● **Task statement**: In the UCLA remarks below, which anniversary of service is the chancellor marking? Please answer in a few words.

● **Text**:
— Start —

Remarks at the University of California in Los Angeles, California,
May 20, 1994

Thank you so much for allowing me to be part of this wonderful occasion and for the university medal. You know, for a person like me who is a diehard basketball fan, just walking in Pauley Pavilion is a great honor. I dreamed of being here for many years, but I never thought that it would be on this kind of occasion. [Laughter] I’m proud to be here to honor the university’s 75th anniversary and to honor your chancellor on his 25th anniversary of service. It is the sort of commitment our country could do with more of, and I honor it, and I know you do, too.

To my good friend Mayor Riordan; President Peltason; Regent Sue Johnson; President Shapiro; to Carol Goldberg-Ambrose, the chair of your Academic Senate; to Kate Anderson and Khosrow Khosravani—we had a great talk over there. I hope we didn’t earn any conduct demerits. But the two students told me a lot about UCLA. [Laughter] To all of you, I thank you for the chance to be here. The spirit in this room has been truly moving to me today.

— End —

● **Extracted material**:
— Start —

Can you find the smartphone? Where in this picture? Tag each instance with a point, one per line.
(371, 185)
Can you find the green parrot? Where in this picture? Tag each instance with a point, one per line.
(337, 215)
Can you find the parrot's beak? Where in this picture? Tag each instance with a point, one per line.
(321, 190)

— End —
— Start —

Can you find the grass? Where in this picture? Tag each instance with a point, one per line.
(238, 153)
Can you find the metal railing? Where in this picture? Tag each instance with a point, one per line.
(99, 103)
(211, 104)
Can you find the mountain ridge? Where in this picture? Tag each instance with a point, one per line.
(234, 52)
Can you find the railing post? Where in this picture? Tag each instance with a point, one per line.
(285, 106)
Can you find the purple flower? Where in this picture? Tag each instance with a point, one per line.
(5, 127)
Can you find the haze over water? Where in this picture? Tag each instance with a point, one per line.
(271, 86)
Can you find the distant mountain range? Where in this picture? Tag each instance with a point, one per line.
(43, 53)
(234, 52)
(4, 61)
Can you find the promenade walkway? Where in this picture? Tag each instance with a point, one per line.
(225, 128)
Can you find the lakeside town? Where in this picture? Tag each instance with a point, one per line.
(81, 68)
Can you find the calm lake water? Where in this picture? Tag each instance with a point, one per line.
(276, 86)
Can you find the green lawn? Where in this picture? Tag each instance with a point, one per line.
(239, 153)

— End —
— Start —

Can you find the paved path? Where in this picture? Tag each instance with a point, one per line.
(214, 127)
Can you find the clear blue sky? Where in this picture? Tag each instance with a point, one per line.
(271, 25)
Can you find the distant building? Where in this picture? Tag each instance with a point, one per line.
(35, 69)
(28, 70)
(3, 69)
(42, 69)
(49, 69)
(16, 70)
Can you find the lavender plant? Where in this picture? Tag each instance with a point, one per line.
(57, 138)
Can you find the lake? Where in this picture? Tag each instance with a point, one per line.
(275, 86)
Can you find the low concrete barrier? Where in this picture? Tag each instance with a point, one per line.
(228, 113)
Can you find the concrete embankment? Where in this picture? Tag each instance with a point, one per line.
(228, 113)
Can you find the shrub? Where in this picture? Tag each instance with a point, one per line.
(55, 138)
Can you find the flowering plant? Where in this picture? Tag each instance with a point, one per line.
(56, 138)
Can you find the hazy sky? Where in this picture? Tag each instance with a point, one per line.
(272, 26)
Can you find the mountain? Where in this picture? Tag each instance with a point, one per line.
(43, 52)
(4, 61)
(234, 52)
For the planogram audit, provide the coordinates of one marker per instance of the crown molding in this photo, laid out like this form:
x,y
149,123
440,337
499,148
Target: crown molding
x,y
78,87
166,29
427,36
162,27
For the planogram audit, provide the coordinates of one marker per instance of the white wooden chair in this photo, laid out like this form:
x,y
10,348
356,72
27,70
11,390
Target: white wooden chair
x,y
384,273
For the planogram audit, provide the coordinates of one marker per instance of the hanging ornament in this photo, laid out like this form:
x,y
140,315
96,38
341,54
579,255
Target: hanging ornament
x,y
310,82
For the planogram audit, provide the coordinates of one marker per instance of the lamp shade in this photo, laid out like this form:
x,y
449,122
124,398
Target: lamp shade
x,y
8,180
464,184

— End —

● **Response**: His 25th anniversary of service.